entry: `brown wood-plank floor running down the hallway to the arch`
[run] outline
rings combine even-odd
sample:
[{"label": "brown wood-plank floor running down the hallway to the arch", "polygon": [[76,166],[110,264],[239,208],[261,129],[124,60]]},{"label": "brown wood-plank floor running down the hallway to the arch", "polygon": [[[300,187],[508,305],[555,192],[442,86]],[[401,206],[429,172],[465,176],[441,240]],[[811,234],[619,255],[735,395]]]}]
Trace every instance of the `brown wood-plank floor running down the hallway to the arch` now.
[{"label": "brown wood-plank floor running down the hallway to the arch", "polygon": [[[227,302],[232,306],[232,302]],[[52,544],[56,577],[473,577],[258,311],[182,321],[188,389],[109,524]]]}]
==========
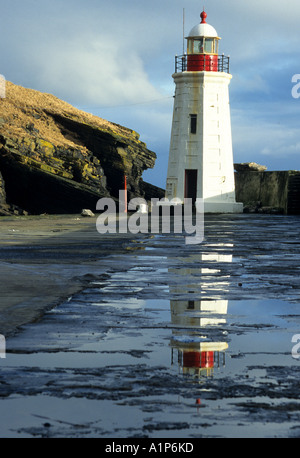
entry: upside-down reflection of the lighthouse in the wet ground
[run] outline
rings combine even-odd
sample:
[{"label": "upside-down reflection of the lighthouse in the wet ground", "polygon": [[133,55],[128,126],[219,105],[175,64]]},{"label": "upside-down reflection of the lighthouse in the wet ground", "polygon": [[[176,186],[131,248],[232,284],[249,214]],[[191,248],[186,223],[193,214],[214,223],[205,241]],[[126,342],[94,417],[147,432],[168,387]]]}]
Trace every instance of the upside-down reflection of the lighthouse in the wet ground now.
==========
→ WORK INSTRUCTIONS
Scan the data for the string "lighthouse" and copy each line in which it occurs.

→ WRITTEN RESPONSE
entry: upside-down reflection of the lighthouse in the wet ground
[{"label": "upside-down reflection of the lighthouse in the wet ground", "polygon": [[133,55],[128,126],[219,105],[175,64]]},{"label": "upside-down reflection of the lighthouse in the wet ground", "polygon": [[[176,186],[131,248],[232,284],[249,214]],[[191,248],[186,223],[193,214],[214,223],[205,241]],[[126,342],[94,417],[147,432],[168,387]]]}]
Trace every instance of the upside-down reflection of the lighthouse in the wet ground now.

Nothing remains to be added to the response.